### DOCUMENT EXCERPT
#####

‧
7 min read
Lessons learned from building AI analytics agents: build for chaos
Thomas Schmidt
‧ 7 min read
Share this article
Last year, I came back from a conference, pulled the latest code, and fired up our brand new version of Metabot to show our CEO the progress we’d made. While I was away, the team had been shipping new features and improvements.
My excitement quickly turned into one of the most embarrassing moments of my professional career. Metabot had transformed into a confused intern: eager to help but unable to remember what tools it had or how to use them.

But here’s the thing: this disaster taught us a lot about building production AI agents. In this post, I’ll walk you through what actually broke, why it happened, and the patterns we discovered that actually work in production for us.
If you want the full story with all the details, you can watch the talk we gave at the AI Engineering conference 2025 in Paris.
What we were building (and why it’s hard)
When we started building Metabot, the text-to-SQL space was already crowded: you describe what you want, give an LLM your database schema, and it generates SQL. Easy, right?
Yes and no.
The happy path works great - you’ve probably seen the demos with 5 well-documented tables and simple questions. But even if it works, there’s a problem: not everyone speaks SQL. A query can look fancy and return results, but how do you know if it’s answering the right question?
We wanted to go beyond SQL generation. Our goal was to leverage the Metabase query builder, a visual interface where users can click together queries and actually see what filters and aggregations are applied. This gives non-SQL users a way to validate and iterate on results themselves more easily.
But here’s where it gets hard:
- SQL is baked into LLM training data. Our query builder language? Not so much.
- Real customer data is messy: hundreds of tables, vague descriptions, legacy cruft.
- Humans are notoriously bad at providing context: “How many customers did we lose?” (Which time period? What’s a “customer”? Logo churn or revenue churn?)
The real challenge wasn’t query generation. It was building an agent that could navigate this chaos by understanding what users are looking at, what they actually mean, and helping them find answers even when they don’t know how to ask the question.
That’s what Metabot set out to do. And that’s what spectacularly broke.
What broke: local optimization
The demo failure traced back to parallel development without integration testing. One engineer perfected the context awareness to make sure Metabot knew exactly what dashboard you were looking at. Another engineer optimized the querying tool, fine-tuning descriptions, parameters, and prompts until it worked beautifully in isolation.

#####

### DATASET EXCERPTS
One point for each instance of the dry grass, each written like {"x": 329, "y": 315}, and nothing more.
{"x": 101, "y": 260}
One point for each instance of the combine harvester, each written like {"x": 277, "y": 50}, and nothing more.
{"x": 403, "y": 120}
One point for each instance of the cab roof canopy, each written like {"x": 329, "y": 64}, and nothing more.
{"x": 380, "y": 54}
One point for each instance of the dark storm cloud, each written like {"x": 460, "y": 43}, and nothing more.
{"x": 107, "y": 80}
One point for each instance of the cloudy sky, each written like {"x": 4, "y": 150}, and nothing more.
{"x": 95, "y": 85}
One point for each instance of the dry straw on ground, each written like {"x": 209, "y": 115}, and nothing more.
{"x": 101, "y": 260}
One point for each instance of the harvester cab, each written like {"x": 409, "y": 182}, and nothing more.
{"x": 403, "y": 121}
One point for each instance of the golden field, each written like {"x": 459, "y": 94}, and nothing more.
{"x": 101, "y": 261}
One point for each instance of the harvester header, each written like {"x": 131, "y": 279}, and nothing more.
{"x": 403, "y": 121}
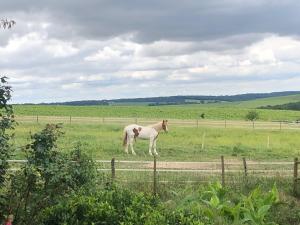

#####

### INSTRUCTIONS TO FOLLOW
Pick up the article on building AI analytics agents where it stops, and carry on from its last sentence.

### TASK RESPONSE
Together, they created chaos.
The LLM doesn’t experience your architecture. It sees one context window: every instruction, every tool description, every piece of dynamic state, flattened into a single prompt. Our individually-optimized components were sending contradictory signals. Tool descriptions assumed different conventions. Instructions overlapped and conflicted. The model couldn’t figure out what we wanted because we were telling it multiple inconsistent things simultaneously.
The fix required thinking differently about what we were building. We weren’t building a querying tool with some context features. We were building a context engineering system. The LLM handles the generation; our job is to ensure it sees clean, unambiguous context at every decision point.
What worked: context engineering over prompt engineering
We stopped front-loading prompts and started engineering context throughout the agent’s lifecycle. Three patterns—optimized data representations, just-in-time instructions, and actionable error guidance—transformed how the LLM understood and used its tools
LLM-optimized data representations
We stopped dumping raw API responses into the context. Instead, we built explicit serialization templates for every data object Metabot works with — tables, fields, dashboards, questions — optimized for LLM consumption:
<table
id=""
name=""
database_id=""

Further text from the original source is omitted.